Copy every one of the lines below word for word, leaving the pictures out of your copy.

-- START Dataset records --

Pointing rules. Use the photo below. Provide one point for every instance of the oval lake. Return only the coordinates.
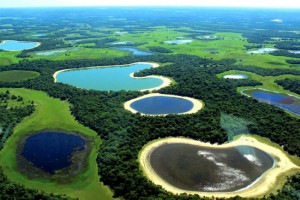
(195, 168)
(135, 51)
(51, 151)
(284, 101)
(113, 78)
(161, 105)
(236, 76)
(12, 45)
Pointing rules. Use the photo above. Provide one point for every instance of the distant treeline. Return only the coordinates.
(124, 134)
(10, 116)
(159, 49)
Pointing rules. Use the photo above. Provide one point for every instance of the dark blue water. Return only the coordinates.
(283, 101)
(51, 151)
(135, 51)
(159, 105)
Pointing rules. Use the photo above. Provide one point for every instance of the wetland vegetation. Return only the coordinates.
(217, 46)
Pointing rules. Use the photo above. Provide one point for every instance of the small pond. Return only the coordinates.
(12, 45)
(287, 102)
(39, 34)
(195, 168)
(50, 151)
(113, 78)
(262, 50)
(236, 76)
(178, 41)
(135, 51)
(161, 105)
(295, 52)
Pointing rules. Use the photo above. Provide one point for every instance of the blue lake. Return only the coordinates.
(178, 41)
(284, 101)
(159, 105)
(198, 168)
(109, 78)
(12, 45)
(51, 151)
(39, 35)
(135, 51)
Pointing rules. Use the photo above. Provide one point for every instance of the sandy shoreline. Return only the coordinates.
(38, 44)
(166, 81)
(198, 105)
(260, 188)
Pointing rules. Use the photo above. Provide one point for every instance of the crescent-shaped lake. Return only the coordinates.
(50, 151)
(12, 45)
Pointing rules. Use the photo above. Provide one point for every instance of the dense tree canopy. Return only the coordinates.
(124, 134)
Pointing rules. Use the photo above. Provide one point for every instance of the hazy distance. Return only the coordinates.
(202, 3)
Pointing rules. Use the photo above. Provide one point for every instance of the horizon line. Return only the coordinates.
(149, 6)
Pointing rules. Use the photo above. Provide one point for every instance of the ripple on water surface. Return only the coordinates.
(159, 105)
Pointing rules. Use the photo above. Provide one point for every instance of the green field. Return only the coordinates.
(8, 57)
(53, 114)
(17, 75)
(268, 82)
(82, 53)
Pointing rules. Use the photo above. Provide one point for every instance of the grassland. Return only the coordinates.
(82, 53)
(17, 75)
(230, 45)
(53, 114)
(268, 82)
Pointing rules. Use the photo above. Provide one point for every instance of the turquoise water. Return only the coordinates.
(135, 51)
(39, 35)
(178, 41)
(160, 105)
(12, 45)
(51, 151)
(262, 50)
(109, 78)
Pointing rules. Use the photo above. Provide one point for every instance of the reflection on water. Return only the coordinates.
(51, 151)
(162, 105)
(195, 168)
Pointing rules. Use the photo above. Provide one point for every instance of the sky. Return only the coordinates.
(214, 3)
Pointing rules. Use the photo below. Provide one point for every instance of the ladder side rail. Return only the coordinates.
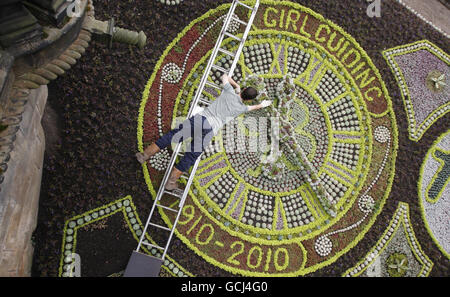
(213, 57)
(159, 195)
(194, 103)
(244, 38)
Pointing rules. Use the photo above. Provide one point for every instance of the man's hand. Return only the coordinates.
(266, 103)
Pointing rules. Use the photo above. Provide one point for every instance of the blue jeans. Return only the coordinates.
(197, 128)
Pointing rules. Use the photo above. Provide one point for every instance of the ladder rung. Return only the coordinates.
(213, 85)
(159, 226)
(227, 52)
(219, 68)
(245, 5)
(165, 207)
(233, 36)
(173, 193)
(239, 21)
(152, 245)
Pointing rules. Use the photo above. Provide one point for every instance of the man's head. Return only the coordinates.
(249, 93)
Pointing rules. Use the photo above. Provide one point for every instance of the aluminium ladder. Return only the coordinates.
(142, 264)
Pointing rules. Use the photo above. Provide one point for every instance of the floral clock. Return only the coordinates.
(238, 216)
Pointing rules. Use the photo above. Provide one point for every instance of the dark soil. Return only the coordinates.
(90, 158)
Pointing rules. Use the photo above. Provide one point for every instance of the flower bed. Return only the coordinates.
(238, 220)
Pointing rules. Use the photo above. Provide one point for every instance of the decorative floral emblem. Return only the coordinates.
(254, 213)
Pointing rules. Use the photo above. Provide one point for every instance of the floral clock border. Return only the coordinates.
(210, 231)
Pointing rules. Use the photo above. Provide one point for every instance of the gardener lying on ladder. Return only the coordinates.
(203, 126)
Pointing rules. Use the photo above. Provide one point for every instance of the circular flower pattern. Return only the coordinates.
(253, 200)
(382, 134)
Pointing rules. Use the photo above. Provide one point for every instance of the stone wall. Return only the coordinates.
(19, 196)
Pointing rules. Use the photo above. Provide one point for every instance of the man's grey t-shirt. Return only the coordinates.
(224, 109)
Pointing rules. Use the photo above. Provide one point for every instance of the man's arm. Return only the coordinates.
(263, 104)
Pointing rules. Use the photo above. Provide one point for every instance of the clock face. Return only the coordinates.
(237, 216)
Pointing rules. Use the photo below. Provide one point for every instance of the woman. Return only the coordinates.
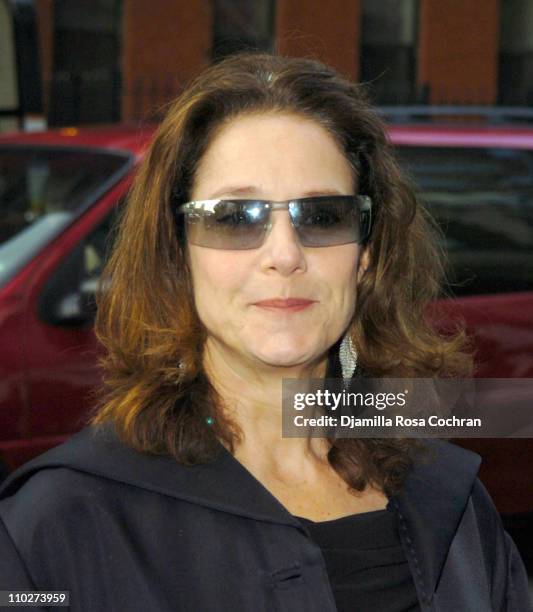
(245, 256)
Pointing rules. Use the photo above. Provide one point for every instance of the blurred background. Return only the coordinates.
(68, 62)
(84, 82)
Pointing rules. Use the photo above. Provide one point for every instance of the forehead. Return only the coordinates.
(272, 152)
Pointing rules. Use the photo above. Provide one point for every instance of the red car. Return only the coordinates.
(58, 194)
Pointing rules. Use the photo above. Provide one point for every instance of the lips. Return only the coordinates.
(288, 304)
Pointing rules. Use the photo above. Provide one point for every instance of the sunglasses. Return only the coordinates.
(243, 224)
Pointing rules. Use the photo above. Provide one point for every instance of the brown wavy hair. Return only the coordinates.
(157, 395)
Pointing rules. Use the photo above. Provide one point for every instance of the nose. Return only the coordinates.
(282, 250)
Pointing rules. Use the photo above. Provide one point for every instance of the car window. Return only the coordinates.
(483, 200)
(67, 297)
(42, 190)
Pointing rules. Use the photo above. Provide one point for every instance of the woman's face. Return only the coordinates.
(274, 157)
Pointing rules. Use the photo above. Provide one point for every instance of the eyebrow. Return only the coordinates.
(250, 190)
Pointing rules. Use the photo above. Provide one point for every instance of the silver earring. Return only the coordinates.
(347, 357)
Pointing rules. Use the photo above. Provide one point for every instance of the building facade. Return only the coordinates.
(122, 60)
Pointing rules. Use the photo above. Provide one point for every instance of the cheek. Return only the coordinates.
(216, 276)
(339, 270)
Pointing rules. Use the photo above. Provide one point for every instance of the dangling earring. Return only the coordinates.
(347, 356)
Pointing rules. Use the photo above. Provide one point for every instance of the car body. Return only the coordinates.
(48, 365)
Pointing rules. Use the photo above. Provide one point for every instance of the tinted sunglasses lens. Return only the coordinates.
(326, 221)
(234, 224)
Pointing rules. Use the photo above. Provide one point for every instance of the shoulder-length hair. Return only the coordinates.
(157, 395)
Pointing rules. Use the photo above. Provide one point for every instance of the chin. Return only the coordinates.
(286, 358)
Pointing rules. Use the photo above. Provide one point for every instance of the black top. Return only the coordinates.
(366, 564)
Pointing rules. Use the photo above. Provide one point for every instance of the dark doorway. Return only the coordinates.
(86, 78)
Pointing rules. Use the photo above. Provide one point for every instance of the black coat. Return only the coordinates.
(124, 531)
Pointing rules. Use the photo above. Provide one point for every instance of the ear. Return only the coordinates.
(364, 261)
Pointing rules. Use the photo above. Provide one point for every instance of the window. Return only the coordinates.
(242, 25)
(388, 49)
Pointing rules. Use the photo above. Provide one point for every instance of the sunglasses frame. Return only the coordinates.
(362, 202)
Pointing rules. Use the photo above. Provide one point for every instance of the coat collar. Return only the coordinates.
(430, 505)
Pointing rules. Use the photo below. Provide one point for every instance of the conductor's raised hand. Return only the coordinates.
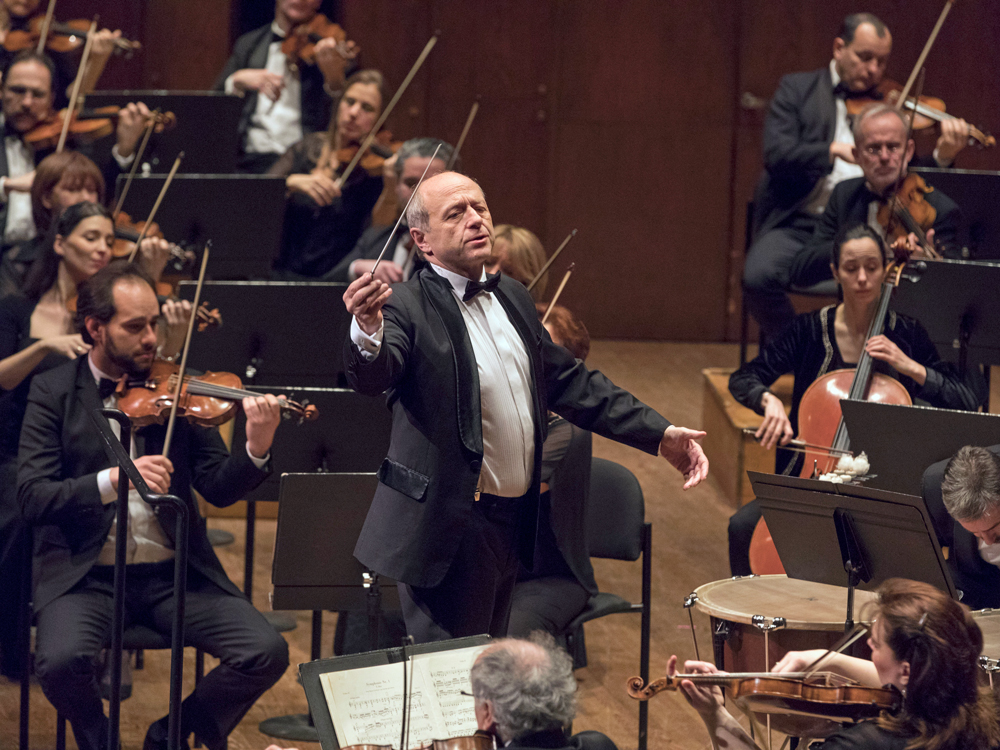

-- END Dataset records --

Result of the task —
Pointing rules. Use the photo below. Provide one point for every instance of the oval lake. Return only the coordinates.
(195, 168)
(135, 51)
(51, 151)
(284, 101)
(113, 78)
(161, 105)
(236, 76)
(12, 45)
Pointing rules. Use the photo above. Provide one point for every instance of the distant treeline. Return only the coordinates.
(124, 134)
(10, 116)
(159, 49)
Pointing rules. Use the photo above. Provide one point for every instance of the dark blue water. Return only the coordinates.
(283, 101)
(51, 151)
(135, 51)
(159, 105)
Pointing rules. Use the photo above. Provide one point for every instance of the wetland vegetation. Return only the coordinates.
(217, 46)
Pointing rules. Use the photo above. Provide one point for every instance of the small pond. Return only the coordinates.
(12, 45)
(287, 102)
(39, 34)
(195, 168)
(50, 151)
(113, 78)
(262, 50)
(236, 76)
(178, 41)
(135, 51)
(161, 105)
(295, 52)
Pointing rules. Use the photo above. Provide one point for every instance of the blue lake. Return only the coordinates.
(178, 41)
(284, 101)
(159, 105)
(198, 168)
(109, 78)
(12, 45)
(51, 151)
(39, 35)
(135, 51)
Pointing rules. Use the photo above. Provide one point for every instance of the sandy shoreline. Return only the coordinates.
(38, 44)
(166, 81)
(198, 105)
(260, 188)
Pointing rules. Use the photo above. Provide one point for every instance of the crescent-shaped lake. Return only the coordinates.
(50, 151)
(12, 45)
Pointing rules. Use the photo above. Provide one point for every instance of the dense tree canopy. Return only the coordinates.
(124, 134)
Pointing rules. Use the photo above. Provide one point for every instance of the hazy distance. Return only the coordinates.
(202, 3)
Pointing rules. Use the photo above. Provide one point for every instance of the horizon line. Return only the coordinates.
(149, 6)
Pointing rules. Use the photo above. Provide one point for every instance of the ripple on water surface. Return only the coordinates.
(159, 105)
Pointing rules. Use the photo above. Provide one point for every instance of the green field. Return only the coordinates.
(8, 57)
(53, 114)
(17, 75)
(268, 82)
(82, 53)
Pointing rules. Use the photo above. Provide one point for every instance of the grassland. Return only the coordinates.
(82, 53)
(17, 75)
(230, 45)
(53, 114)
(268, 82)
Pointing rules. Use the photo above. Provide one point for every instance of the turquoise water. Return only the coordinates.
(135, 51)
(39, 35)
(178, 41)
(160, 105)
(12, 45)
(51, 151)
(262, 50)
(109, 78)
Pointing rules. Use the photo above. Provide one point for every instance of the reflection on water. Return only the coordinates.
(51, 151)
(162, 105)
(195, 168)
Pointing rules. Use the photo above. Provide one point for every instance of the sky. Return only the coordinates.
(214, 3)
Pointing rules. Use the photo below. Provide one point for every instance of the ladder side rail. Return only the coordinates.
(213, 57)
(159, 195)
(194, 103)
(244, 38)
Pointing rules. Use the photo above. Provide one point for every instance of the man's hand. Return only the coordinates.
(266, 103)
Pointing rules. Use the photo above. Provide one point for every instance of the blue jeans. Return only the coordinates.
(197, 128)
Pointing rules. Use the photo above. Provide one point for every instance of the ladder rung. Return only the coordinates.
(213, 85)
(159, 226)
(227, 52)
(219, 68)
(245, 5)
(165, 207)
(233, 36)
(173, 193)
(239, 21)
(152, 245)
Pointing rules. Use the photo above. Provide one point for every instance of the man's head. Return only the coordinates.
(249, 93)
Pointing rules. Use the photo above. Provide one point for every instance of the aluminium ladder. Return only the coordinates.
(142, 264)
Pointing rules. Use the photo above. Provide one point for every instance of the floral clock. Return only the coordinates.
(238, 216)
Pointing rules. Use the photo above. Provide one point for every instance of the dark soil. Return only the coordinates.
(90, 158)
Pointing rules. Use the photo above. Provide one point for every instance of the flower bed. Return only the coordinates.
(238, 220)
Pointing rules. Use the photo above. Provide one point for every instance of the decorative floral emblem. Return only the coordinates.
(254, 213)
Pointing rules. Use the photo above. Provide one point for every instance of the floral clock border. Return only the coordinates.
(210, 231)
Pointing rules. Use the photo above. Provide one point for every instance of the gardener lying on ladder. Return only the coordinates.
(203, 126)
Pointing rules. Use the photo above. Provide one point for every instance of the circular flower pattern. Return only the coordinates.
(253, 200)
(382, 134)
Pointing rules. Use the photo above. Provide one point for every instance of the stone wall. Return only the coordinates.
(19, 196)
Pointing rules. Use the photo above. Provide one point for every instance of the man's grey t-shirt. Return only the coordinates.
(224, 109)
Pointing rules. Use the photo above. Provide one point for every instance of the man's arm. Return only the coordinates.
(263, 104)
Pointing rules. Use the photo above. Provide one point for every instance of the clock face. Return only the coordinates.
(237, 216)
Pointing rules. Use the photo below. Provide one point for every instance of the woman. Return only the coordinates.
(245, 256)
Pointing rules. Use the photo above. Provide one point for every instance of the blurred background. Return only the coordinates.
(68, 62)
(84, 82)
Pointing rules. Use the photo above. Provide one point for every instance of the forehead. Return only the coordinates.
(272, 152)
Pointing rules. Use the photo above. Provide one point for every instance of the red car. Return only the coordinates.
(58, 194)
Pointing rules. Use the photo above. Provide one point for every instance of the lips. Return only the coordinates.
(288, 304)
Pointing rules. Use the photo above. Provide one point for every instance of the sunglasses. Return only the coordinates.
(243, 224)
Pointing rules. Use the photo above. Provide one point for every instance of the brown wavy hair. Return only the coordinates.
(157, 395)
Pointing rules. Use the photo above. Provide one point for every instance of the nose. Return only the coordinates.
(282, 250)
Pointing rules. Use the photo above. Provide one point for every instance of the car window. Return only the coordinates.
(483, 200)
(67, 297)
(42, 190)
Pointing rules. Use the photo above. Provide one point for every instance of the woman's face. Return only the coordinates.
(274, 157)
Pointing rules. Use the photo above. Provide one point for every instance of the eyebrow. Return only the coordinates.
(250, 190)
Pointing rules. Use the photo above. Provide one point for every instance of the silver earring. Return only the coordinates.
(347, 357)
Pointing rules. Use the photo above. Provide one point for every instance of the building facade. Return only the coordinates.
(122, 60)
Pointing rules. Use the photo above. Provide one point for every instance of the cheek. Return only the coordinates.
(216, 276)
(339, 270)
Pointing rules. Use the photo above. Provide one point for every instance of the dangling earring. Return only the coordinates.
(347, 356)
Pointing rules. Use the photo above. Provide one point for every instance of the car body. Return only the coordinates.
(48, 365)
Pointing rules. Use the photo above. Provide one point for every instance of the tinted sunglasses lens. Return only the coordinates.
(326, 221)
(234, 224)
Pointing rules. Use the photo above. Provide one point for every instance of the shoulder-length hair. Return only the coordinates.
(157, 395)
Pointing rules. Use the photo above. Provide one point for every instance of the chin. Return only the coordinates.
(286, 358)
Pointing rules. Use the photo above. Provide one point for every instance of the black top. Return only the coordinates.
(366, 564)
Pointing rules. Use the photo above. Provide one point for every instance of the dark doorway. Return only the coordinates.
(86, 78)
Pointing rules. Use the photo above. Provide one point for every instance of the black coat. Return only the coordinates.
(124, 531)
Pointing rules. Use the photo above. Provide one point for every instance of the ear. Return only the coordinates.
(364, 261)
Pointing rules. Use the photo above. Provide one point for every instance of the window. Return only the coordinates.
(242, 25)
(388, 49)
Pointing rules. Use the photo above. Provide one point for every instance of the sunglasses frame. Return only the coordinates.
(362, 202)
Pointing rules. Use the photo above. Provide one point for every instance of the coat collar. Return only the coordinates.
(430, 505)
Pointing rules. Use the photo below. Provide one point for every instance of the conductor's raised hand. Return only the coordinates.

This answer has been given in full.